• **Challenge**:
Copy the lines of the records below verbatim, starting at the line that contains "In this exercise you will tag the boat" and ending at the last line of the records.

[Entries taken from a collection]
[BEGIN]
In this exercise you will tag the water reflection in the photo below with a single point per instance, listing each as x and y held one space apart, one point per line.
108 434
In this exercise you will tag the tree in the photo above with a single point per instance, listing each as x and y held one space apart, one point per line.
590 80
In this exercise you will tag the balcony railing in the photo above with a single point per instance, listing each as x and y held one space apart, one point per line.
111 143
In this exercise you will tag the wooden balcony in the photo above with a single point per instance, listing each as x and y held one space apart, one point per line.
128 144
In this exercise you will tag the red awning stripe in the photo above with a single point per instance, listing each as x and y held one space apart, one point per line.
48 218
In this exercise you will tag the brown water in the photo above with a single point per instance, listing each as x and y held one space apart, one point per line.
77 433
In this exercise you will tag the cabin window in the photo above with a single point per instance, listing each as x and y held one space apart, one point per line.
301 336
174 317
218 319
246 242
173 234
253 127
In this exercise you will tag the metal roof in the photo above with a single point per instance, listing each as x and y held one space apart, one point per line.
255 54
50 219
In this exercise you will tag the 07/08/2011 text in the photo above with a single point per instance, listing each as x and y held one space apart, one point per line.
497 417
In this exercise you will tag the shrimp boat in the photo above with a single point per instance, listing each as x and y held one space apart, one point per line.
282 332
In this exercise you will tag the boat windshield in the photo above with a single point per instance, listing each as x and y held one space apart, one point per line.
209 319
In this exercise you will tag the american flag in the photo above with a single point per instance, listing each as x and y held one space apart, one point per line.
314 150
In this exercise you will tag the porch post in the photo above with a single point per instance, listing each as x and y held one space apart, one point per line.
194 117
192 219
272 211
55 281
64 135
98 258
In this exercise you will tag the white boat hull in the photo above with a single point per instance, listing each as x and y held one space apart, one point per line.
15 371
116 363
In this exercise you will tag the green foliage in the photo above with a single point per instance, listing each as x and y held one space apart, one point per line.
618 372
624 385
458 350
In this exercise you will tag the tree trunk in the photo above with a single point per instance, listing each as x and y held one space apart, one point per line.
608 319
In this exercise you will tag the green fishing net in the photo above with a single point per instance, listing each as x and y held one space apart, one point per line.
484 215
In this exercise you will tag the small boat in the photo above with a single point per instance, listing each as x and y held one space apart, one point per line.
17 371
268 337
[END]
• **Response below**:
In this exercise you will tag the boat windshield in the photo above with a single point per instance, listing each as x and y held one space apart, one point per line.
209 319
In this exercise you will tag the american flag in the photo above with a single point per instance, listing each as x and y held one space apart, one point per line.
314 150
In this exercise you will tag the porch post in the photo above with a single point per instance, listing each as x and y held one space apart, one point per line.
194 117
192 219
272 211
55 281
64 135
98 258
In this exercise you will tag the white boat hull in the photo above with a single point per instance, listing each as x and y held one space apart, one point per line.
15 371
116 363
In this exercise you will tag the green foliage in the photo above with a single point per instance, listing each as x and y held one space apart, one point per line.
618 372
624 385
458 350
In this exercise you will tag the tree trunk in the photo above with a single point per instance, listing each as x and y held one space apart, one point per line.
608 319
In this exercise you will tag the green fishing net in the photo above with a single point per instance, listing each as x and y held one space apart, one point per line.
484 215
In this exercise you will tag the small boat in the photo above with a single point per instance, listing each as x and y held one space apart, one point per line.
17 371
268 337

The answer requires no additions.